Quote each of the entries below word for word, leaving out the pictures.

Entries from a dataset
* begin *
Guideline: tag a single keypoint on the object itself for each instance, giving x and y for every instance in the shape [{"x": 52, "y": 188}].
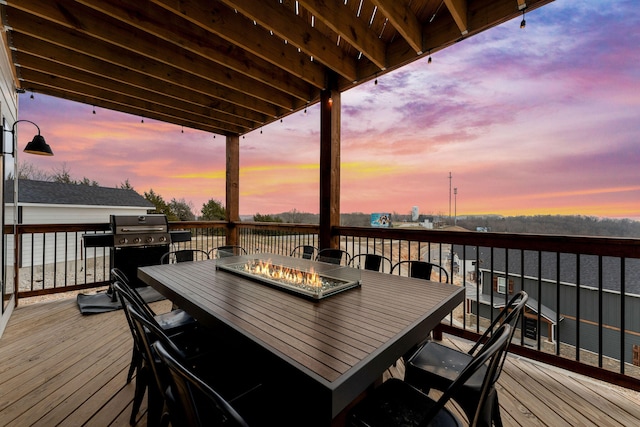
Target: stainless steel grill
[
  {"x": 140, "y": 230},
  {"x": 136, "y": 241}
]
* end *
__Solution for this problem__
Guideline: tag a single keypoint on the object itself for each instance, giving x and y for every instance in the shape [{"x": 52, "y": 188}].
Target: stainless steel grill
[
  {"x": 140, "y": 230},
  {"x": 136, "y": 241}
]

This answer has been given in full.